··· Entries shown ···
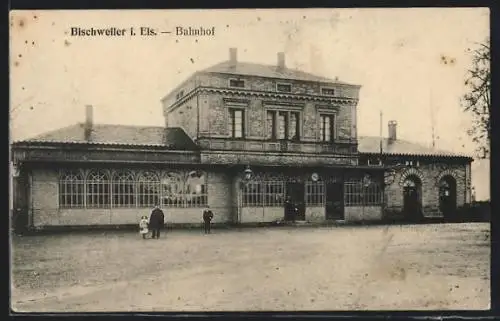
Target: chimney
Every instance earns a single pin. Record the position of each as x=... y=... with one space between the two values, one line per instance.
x=281 y=60
x=392 y=130
x=233 y=57
x=89 y=121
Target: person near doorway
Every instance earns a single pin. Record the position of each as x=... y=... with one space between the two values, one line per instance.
x=156 y=222
x=208 y=215
x=143 y=226
x=289 y=209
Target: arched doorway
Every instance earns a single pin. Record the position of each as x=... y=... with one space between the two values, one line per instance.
x=412 y=191
x=447 y=196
···
Rewrite the material above with "pin" changed to "marker" everywhere it appears, keeping everything else the same. Leave the pictures out.

**Solution:**
Target: chimney
Every instance earns a single marker. Record the position of each as x=... y=... with one space between the two values, one line per instance.
x=281 y=60
x=392 y=130
x=233 y=57
x=89 y=121
Target: person near doorway
Every instance earns a single marker. Record the position of each as x=... y=... with one space between the two values, one line per instance.
x=156 y=222
x=208 y=215
x=143 y=226
x=289 y=209
Target: arched doorway
Every instance earns a single marker. Record the position of each as x=... y=... with one space between the two values, one line per instance.
x=412 y=191
x=447 y=196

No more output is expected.